Directive A =
Collect every line of the entries below that contains the string "positive", and copy each one.

Reading text =
[Beowulf] RHEL7 kernel update for L1TF vulnerability breaks RDMA

Tue Aug 21 03:08:21 PDT 2018

Dear all,

> All complex systems have flaws. It's more a matter of deciding which flaws
> are acceptable and which aren't, which is driven by economic factors for
> the most part - the cost of fixing the flaw (and potentially introducing a
> new one) vs the cost of damage from the flaw.

I agree with this. 

> I'd find it hard to believe that Intel's CPU designers sat around
> implementing deliberate flaws ( the Bosch engine controller for VW model).

There is the famous example where NIST deliberately weakened some encryption 
standards which was published not so long ago. 

> I'd not find it hard to believe that someone, somewhere raised a speculation
> about a potential flaw, among many others.  That one just didn't happen to
> get resources applied to it, others did.  Picking which ones to attack and
> spend resources on is a difficult question, and often gets answered based
> on totally irrelevant factors.
> 
> That's not negligence - that's just "it is impossible to discover and fix
> all possible bugs"

My understanding about the recent CPU 'problems' is that researchers were 
looking into that some time ago (I believe they were from the TU Graz in 
Austria but I might be wrong here). My hunch here is there is some 'common 
wisdom' how to design a CPU and maybe that sometimes does not get questioned 
enough and in the detail we need it. As a scientist, a friend of mine once 
told me: never jeopardized your result by running a second experiment. I 
totally disagree with this but these days it seems to be common practice, not 
only in IT. 

> This is not unusual even in MUCH simpler chips-I have some 8 bit wide level
> shifters (from 2.5 to 3.3V logic) that have an obscure behavior with the
> rate at which the two power supplies come up that causes them not to pass
> data (preventing the system in which they are installed from booting).

Given data =
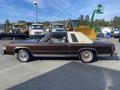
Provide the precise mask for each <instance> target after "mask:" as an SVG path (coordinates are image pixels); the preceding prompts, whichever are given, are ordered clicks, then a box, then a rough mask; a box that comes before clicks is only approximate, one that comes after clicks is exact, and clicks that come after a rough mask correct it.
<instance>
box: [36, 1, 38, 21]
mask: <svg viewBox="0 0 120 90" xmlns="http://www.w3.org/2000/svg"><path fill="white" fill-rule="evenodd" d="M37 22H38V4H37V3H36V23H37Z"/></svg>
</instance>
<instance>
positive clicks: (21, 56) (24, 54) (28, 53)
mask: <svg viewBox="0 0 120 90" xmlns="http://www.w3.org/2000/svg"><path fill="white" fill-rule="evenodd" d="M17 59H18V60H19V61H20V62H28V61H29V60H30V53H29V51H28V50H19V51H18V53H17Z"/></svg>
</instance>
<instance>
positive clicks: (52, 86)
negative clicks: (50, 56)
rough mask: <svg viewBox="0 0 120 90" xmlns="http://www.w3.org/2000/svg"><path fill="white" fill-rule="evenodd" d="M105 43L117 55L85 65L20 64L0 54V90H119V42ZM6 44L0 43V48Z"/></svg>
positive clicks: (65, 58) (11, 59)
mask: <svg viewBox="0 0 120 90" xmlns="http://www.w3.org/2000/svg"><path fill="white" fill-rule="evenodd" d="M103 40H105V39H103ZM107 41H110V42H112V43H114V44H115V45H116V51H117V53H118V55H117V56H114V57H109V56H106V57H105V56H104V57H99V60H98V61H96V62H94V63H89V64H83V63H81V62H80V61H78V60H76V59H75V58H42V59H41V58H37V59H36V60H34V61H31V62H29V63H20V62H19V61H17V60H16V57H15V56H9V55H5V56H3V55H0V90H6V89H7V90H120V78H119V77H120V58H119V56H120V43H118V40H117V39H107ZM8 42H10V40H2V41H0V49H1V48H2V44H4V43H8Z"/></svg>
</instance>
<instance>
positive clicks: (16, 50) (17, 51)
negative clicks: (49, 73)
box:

Directive B =
Write what comes next in the mailing-list post about CPU design flaws above, starting right after its last sentence.

Result A =
positive clicks: (21, 56) (24, 54) (28, 53)
positive clicks: (52, 86)
positive clicks: (65, 58) (11, 59)
positive clicks: (16, 50) (17, 51)

Result B =
> About 1 out of 500 times. The mfr's response is "yeah, we think we can
> duplicate that, but we've moved on to a newer version of that chip, why
> don't you replace the chips with the new ones".  This isn't an necessarily
> an issue of the chip not performing to the datasheet specs (essentially,
> the data sheet is silent on this).

And that is exactly the problem: instead of understanding why it is behaving 
like this, there is a patch and we move on. Why bother? It only costs money. 
Less profit for the company. Shareholders like to see high profits. And so on.
So we never understand what is causing this in the first place, we don't have 
in-depth knowledge, but we somehow fixed it. Lesson learned? None. 
Again, wearing my gentleman scientist hat: if we understand this problem, we 
might not need to patch it but we can learn from it and *fix* it properly. 
Hell, we might even improve our design! Oh, hang on, that would require 
putting resources towards it. Sorry folks! :-)

> The Errata and Notes lists for complex parts (like CPUs and large FPGAs)
> runs to hundreds of pages, and continuously grows as people find more odd
> behaviors.

No doubt about that, the same is true in my subject: chemistry. 

> Therefore - one should assume your system has unknown flaws and design your
> software and operational procedures accordingly.

So in a nutshell: we simply have to accept that bridges might collapse so we 
issue everybody a security cable when they want to cross the bridge. Can this 
be the solution?

Don't get me wrong. I am deliberately playing devil's advocate here with the 
aim to illustrate the underlying problem. 

Added: see also Chris' email which arrived whilst composing this one here. 

All the best from a sunny London!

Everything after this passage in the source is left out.